TASK DESCRIPTION
Swap "small rock" for "small stone" in the records below, from the line with "Would you mind pointing at the small" to the line with "column 698, row 682", and write out only those lines with nothing else changed.

RAW DATA
— start —

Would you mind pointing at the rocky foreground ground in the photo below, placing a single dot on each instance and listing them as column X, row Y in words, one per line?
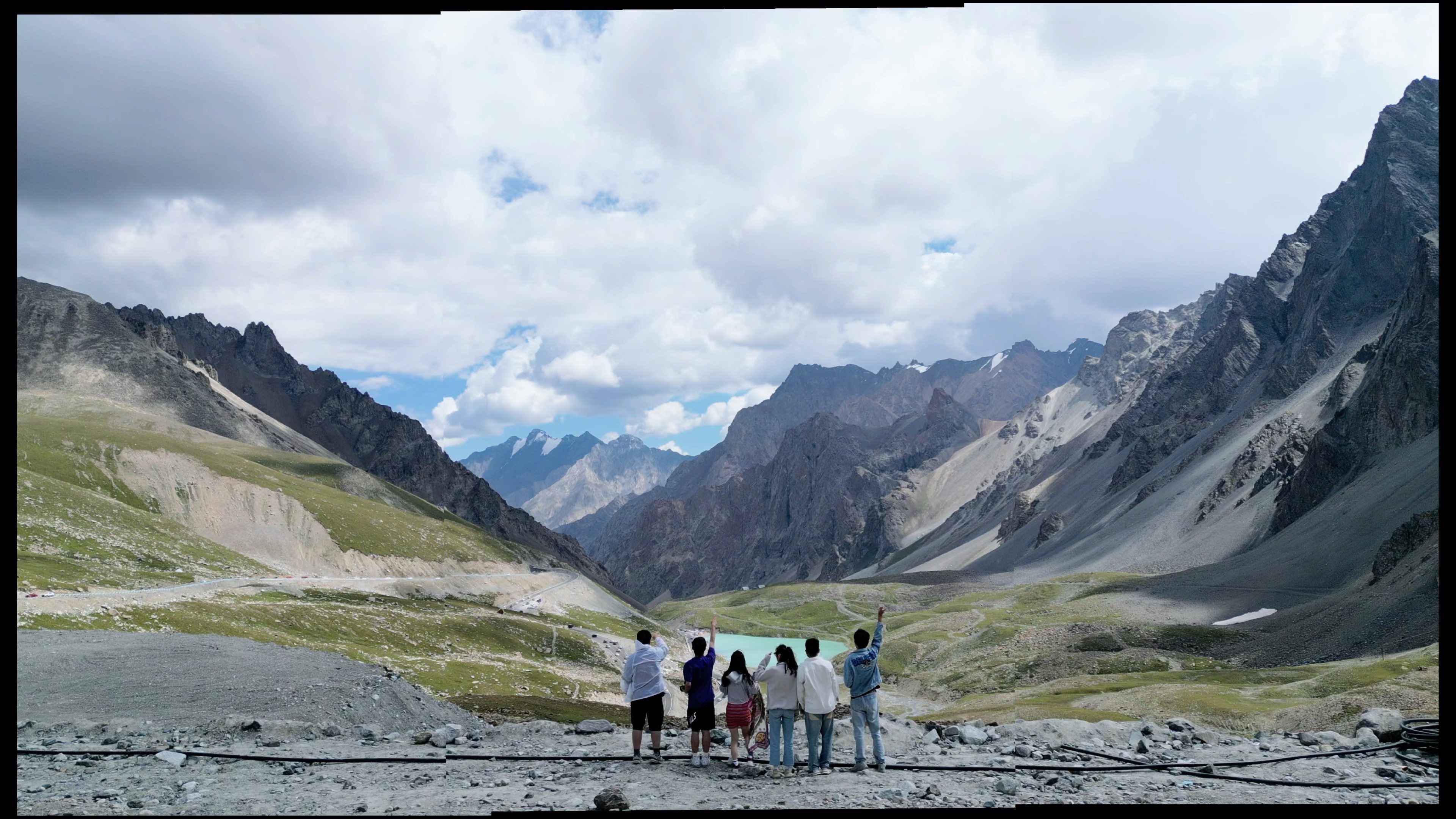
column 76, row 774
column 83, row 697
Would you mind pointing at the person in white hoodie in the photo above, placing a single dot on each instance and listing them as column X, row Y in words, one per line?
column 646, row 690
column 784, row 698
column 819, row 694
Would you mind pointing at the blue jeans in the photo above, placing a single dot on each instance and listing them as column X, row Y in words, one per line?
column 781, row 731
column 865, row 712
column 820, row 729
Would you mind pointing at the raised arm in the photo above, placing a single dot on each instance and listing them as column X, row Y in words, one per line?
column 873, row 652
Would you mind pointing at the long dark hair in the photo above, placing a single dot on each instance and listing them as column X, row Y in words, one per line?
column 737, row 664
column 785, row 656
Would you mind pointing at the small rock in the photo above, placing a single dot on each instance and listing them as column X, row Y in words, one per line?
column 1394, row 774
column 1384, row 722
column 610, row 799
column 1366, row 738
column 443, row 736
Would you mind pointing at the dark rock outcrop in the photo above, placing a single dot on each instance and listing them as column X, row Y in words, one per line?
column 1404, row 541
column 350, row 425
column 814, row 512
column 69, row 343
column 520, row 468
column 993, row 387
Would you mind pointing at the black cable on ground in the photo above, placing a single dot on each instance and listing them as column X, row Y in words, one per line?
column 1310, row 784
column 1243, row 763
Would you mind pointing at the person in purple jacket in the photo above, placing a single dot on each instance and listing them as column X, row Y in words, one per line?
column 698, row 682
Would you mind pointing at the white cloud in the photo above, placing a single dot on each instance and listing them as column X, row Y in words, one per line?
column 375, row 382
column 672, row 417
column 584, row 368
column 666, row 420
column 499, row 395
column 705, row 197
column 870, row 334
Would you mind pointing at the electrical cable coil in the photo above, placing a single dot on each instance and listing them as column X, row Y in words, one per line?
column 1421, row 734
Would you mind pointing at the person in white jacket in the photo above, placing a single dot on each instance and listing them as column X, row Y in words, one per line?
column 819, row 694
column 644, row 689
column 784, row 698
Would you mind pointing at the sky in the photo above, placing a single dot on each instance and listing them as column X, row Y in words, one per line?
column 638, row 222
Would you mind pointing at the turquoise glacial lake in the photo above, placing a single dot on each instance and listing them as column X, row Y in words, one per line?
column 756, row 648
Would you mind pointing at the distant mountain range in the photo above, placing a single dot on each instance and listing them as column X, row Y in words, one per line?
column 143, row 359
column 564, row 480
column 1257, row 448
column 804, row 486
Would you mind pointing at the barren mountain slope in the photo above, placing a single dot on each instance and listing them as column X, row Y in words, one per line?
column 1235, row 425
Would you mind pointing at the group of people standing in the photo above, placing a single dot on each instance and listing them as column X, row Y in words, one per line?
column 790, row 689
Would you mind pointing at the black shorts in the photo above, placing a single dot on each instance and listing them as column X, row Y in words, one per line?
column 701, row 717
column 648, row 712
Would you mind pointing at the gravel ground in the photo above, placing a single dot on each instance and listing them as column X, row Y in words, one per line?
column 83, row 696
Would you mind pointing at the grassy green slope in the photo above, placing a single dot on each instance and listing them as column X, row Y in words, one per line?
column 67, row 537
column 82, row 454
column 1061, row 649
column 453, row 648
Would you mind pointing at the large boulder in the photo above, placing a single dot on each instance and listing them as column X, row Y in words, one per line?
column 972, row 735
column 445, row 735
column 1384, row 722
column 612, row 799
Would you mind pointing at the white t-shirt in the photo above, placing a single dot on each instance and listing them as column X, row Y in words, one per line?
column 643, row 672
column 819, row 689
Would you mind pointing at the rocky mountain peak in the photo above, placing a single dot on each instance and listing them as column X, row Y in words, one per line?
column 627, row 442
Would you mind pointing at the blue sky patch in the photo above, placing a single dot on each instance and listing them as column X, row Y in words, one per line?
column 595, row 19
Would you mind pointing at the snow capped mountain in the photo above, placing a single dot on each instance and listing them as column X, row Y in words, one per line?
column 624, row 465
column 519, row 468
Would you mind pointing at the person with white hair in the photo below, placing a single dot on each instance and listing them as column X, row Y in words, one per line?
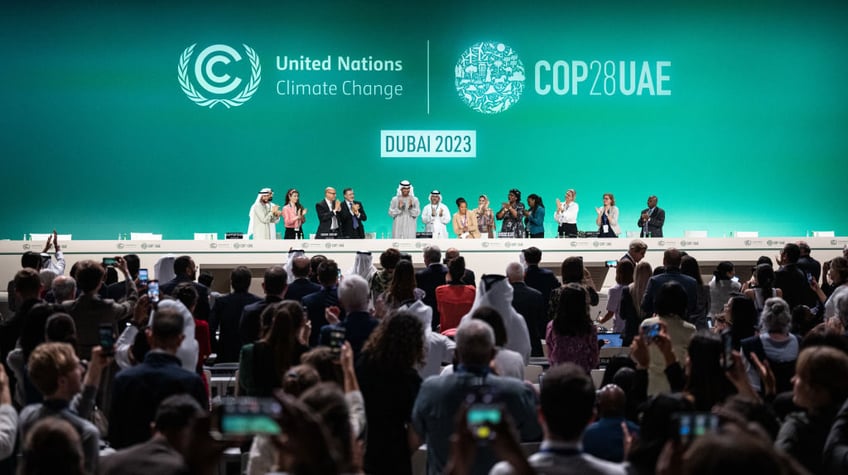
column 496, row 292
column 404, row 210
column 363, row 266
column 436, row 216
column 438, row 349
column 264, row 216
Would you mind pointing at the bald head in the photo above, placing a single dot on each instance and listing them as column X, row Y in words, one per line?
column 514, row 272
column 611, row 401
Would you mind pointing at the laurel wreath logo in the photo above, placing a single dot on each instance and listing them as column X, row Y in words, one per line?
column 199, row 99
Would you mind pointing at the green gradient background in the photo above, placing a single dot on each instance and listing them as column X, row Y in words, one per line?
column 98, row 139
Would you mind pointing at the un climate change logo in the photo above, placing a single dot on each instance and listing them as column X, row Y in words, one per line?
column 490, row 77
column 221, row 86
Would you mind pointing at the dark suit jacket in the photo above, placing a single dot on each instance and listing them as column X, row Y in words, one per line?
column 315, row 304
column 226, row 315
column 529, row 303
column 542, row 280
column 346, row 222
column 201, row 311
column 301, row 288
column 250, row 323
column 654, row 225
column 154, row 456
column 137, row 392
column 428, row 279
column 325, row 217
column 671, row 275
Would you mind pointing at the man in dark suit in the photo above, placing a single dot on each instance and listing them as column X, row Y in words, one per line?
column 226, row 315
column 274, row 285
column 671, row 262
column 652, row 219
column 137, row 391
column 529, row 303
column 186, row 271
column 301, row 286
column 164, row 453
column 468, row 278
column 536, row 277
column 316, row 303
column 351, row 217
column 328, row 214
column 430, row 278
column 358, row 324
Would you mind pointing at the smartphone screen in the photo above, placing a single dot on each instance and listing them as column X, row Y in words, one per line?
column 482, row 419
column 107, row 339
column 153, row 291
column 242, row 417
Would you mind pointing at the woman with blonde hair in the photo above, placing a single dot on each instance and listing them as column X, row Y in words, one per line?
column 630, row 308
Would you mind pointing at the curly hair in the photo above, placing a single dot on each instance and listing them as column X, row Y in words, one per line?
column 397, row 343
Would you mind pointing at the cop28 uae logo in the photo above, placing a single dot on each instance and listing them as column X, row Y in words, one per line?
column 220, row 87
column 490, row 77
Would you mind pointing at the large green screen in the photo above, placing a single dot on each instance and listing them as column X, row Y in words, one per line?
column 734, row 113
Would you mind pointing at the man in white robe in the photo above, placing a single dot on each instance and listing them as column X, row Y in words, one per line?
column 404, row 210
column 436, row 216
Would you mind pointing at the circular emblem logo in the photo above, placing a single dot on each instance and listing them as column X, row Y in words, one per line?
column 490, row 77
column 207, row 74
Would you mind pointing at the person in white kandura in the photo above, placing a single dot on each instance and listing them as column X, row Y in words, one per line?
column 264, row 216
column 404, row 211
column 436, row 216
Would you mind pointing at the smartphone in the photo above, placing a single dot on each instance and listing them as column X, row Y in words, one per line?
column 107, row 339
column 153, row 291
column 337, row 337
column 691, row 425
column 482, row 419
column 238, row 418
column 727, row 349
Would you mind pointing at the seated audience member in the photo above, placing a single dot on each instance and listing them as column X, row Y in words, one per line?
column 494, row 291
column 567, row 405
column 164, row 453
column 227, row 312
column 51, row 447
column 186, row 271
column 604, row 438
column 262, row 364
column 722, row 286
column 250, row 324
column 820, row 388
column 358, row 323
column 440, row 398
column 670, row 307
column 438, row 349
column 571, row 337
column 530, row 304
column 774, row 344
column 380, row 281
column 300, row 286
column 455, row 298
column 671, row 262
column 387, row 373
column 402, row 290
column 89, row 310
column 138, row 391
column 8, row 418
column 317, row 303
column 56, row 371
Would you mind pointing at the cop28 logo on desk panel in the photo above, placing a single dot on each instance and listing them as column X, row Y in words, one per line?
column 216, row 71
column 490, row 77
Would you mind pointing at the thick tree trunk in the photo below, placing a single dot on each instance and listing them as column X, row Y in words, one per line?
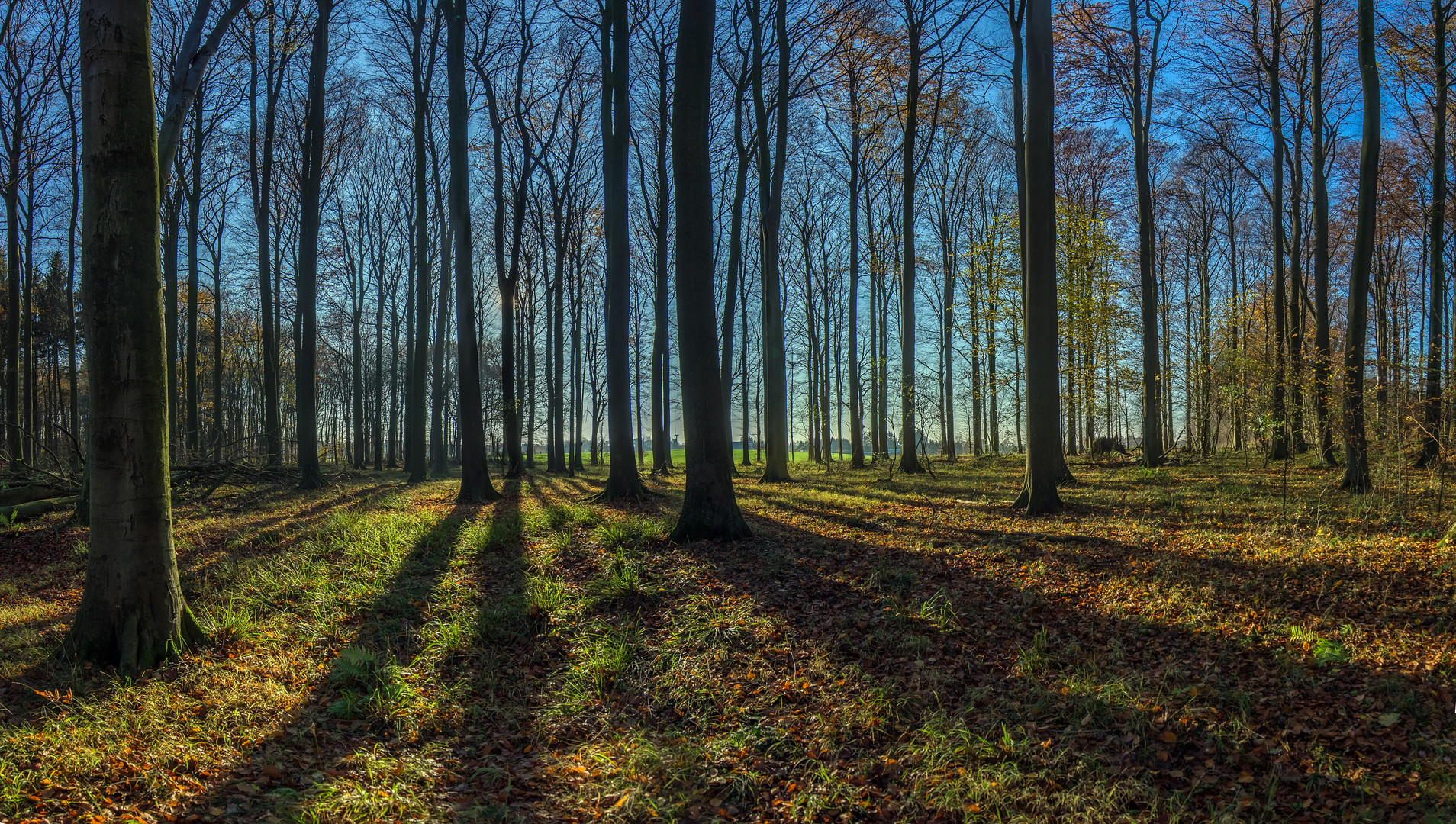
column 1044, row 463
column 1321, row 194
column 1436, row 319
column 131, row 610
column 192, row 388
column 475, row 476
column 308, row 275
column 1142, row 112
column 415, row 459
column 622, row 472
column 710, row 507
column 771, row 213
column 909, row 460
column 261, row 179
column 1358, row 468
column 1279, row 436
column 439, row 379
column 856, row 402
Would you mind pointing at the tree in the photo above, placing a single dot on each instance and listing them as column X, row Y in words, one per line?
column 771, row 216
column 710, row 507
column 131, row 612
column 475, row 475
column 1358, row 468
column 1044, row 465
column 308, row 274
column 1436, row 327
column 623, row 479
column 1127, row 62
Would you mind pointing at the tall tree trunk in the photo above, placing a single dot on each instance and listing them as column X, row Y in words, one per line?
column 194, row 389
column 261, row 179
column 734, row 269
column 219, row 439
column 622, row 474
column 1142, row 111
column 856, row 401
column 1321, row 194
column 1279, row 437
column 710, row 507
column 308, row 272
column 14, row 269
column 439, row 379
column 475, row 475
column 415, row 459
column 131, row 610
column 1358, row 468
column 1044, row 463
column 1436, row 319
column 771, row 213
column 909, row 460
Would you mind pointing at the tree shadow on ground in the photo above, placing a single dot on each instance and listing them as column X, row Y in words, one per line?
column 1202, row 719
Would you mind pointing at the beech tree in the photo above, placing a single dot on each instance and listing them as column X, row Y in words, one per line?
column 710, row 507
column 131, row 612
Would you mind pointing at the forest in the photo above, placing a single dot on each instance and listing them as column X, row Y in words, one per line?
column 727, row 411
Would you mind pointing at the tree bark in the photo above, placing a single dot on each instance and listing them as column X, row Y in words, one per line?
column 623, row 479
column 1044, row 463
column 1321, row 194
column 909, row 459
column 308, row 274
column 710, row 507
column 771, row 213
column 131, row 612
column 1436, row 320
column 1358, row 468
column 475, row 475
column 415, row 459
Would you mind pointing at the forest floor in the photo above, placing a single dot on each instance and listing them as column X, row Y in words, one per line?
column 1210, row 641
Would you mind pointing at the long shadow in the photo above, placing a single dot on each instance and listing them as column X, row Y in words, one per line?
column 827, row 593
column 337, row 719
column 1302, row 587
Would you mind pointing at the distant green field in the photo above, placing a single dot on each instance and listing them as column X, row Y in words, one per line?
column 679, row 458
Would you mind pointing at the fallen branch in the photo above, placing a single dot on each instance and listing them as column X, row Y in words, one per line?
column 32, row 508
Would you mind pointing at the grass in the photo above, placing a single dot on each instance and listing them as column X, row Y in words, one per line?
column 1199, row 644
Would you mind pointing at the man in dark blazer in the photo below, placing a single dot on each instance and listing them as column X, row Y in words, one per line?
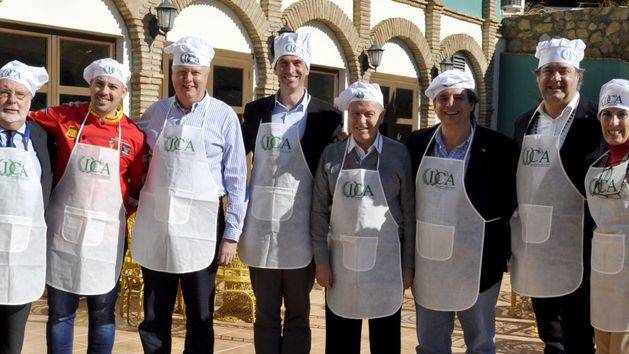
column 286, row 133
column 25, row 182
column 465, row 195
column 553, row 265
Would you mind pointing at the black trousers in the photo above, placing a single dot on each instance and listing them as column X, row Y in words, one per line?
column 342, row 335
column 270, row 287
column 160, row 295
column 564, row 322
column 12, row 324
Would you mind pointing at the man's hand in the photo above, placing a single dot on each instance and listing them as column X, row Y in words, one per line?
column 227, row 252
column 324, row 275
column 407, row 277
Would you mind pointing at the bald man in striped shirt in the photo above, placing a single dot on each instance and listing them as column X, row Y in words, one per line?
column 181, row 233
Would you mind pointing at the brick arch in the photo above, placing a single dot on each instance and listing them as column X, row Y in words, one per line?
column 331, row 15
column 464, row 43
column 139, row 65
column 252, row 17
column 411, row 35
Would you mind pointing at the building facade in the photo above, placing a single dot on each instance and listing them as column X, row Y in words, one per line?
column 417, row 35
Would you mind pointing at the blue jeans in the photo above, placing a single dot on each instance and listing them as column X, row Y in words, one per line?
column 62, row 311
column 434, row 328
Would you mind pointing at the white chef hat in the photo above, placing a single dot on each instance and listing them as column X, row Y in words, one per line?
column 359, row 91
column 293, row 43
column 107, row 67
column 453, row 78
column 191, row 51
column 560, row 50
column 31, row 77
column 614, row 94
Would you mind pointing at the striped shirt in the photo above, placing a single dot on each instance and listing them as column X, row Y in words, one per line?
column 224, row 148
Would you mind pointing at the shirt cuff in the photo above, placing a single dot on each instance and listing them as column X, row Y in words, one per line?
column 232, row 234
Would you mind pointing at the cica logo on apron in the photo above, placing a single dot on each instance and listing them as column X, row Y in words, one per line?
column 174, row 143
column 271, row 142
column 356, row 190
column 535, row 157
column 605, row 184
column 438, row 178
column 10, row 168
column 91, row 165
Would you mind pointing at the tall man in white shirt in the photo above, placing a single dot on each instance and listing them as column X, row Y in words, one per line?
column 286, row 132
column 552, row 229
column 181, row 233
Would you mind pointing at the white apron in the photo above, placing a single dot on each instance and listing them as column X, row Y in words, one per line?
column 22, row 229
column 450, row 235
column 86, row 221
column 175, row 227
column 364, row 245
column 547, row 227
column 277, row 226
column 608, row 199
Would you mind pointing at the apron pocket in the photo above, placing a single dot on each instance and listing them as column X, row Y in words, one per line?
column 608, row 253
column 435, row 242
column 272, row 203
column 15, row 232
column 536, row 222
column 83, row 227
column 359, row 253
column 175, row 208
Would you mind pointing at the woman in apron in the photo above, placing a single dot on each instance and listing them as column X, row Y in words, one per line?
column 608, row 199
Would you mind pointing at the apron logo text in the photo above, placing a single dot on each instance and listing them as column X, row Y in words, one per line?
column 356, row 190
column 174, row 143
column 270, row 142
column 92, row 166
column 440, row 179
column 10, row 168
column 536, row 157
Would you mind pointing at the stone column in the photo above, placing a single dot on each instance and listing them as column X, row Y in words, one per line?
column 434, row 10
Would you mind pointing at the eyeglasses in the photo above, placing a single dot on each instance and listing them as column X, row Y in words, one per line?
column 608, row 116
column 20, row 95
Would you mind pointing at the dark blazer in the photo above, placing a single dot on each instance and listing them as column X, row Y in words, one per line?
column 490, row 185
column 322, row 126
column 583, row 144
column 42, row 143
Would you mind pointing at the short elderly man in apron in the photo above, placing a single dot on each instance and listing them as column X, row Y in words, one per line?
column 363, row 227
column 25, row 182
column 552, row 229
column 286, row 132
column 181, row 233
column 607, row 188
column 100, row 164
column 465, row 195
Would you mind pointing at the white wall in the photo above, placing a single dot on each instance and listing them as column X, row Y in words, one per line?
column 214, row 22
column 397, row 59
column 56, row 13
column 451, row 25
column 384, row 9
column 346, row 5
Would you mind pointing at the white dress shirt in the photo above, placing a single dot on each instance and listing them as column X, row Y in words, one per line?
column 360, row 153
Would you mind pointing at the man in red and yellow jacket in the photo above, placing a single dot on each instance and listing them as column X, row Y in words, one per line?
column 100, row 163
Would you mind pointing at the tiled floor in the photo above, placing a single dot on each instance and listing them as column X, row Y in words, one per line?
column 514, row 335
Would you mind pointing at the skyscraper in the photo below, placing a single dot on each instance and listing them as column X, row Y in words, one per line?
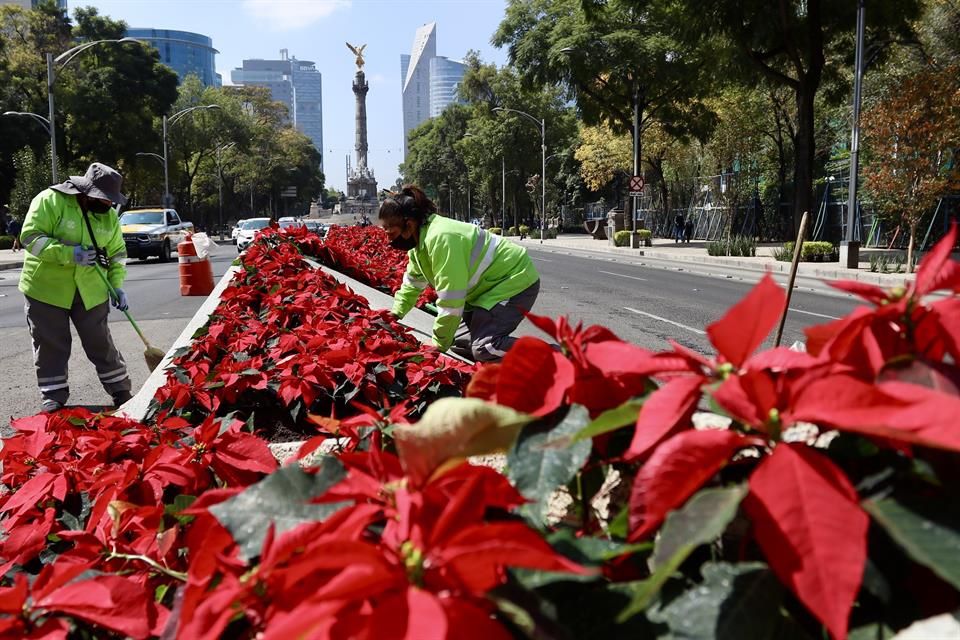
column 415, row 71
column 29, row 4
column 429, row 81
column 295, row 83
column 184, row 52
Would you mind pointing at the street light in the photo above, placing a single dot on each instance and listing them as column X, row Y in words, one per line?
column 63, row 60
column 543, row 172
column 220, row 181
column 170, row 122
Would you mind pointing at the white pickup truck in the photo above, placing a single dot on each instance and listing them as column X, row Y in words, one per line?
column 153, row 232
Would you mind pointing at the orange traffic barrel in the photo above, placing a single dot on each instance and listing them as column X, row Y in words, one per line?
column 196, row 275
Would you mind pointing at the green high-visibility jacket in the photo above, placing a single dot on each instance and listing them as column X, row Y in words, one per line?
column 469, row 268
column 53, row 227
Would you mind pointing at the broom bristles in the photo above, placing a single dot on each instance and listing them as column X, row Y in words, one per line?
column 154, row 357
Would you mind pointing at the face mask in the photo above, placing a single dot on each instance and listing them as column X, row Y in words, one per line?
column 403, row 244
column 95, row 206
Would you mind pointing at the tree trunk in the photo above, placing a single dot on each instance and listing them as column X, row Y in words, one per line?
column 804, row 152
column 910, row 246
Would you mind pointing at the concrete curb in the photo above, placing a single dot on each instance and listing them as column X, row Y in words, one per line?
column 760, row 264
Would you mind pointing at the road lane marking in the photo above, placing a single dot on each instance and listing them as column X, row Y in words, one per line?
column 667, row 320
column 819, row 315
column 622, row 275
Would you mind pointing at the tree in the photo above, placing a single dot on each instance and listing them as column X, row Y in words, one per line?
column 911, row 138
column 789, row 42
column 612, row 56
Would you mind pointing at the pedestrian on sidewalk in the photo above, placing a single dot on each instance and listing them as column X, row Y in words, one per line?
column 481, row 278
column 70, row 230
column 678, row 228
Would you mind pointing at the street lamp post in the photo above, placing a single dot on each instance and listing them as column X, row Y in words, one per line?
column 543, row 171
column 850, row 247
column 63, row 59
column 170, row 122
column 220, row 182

— end —

RESPONSE TO THE EXERCISE
Would you mind pointing at the small stone in the photo above, placing a single dot on each instance and listing them as column X, row Y in words, one per line?
column 1394, row 774
column 1384, row 722
column 610, row 799
column 1366, row 738
column 443, row 736
Would you mind pointing at the dark rock outcrop in the photo above, placing a single dot on each instance and listing them as column X, row Y in words, one per line?
column 1404, row 541
column 350, row 425
column 814, row 512
column 69, row 343
column 520, row 468
column 993, row 387
Would you mind pointing at the black cable on ground in the photo above, placing a single dot on each instance and listing them as column X, row Y in words, one per line?
column 1310, row 784
column 1243, row 763
Would you mind pointing at the person in purple jacket in the photo above, placing a single dot on each instance and listing them as column X, row Y in words, one per line?
column 698, row 682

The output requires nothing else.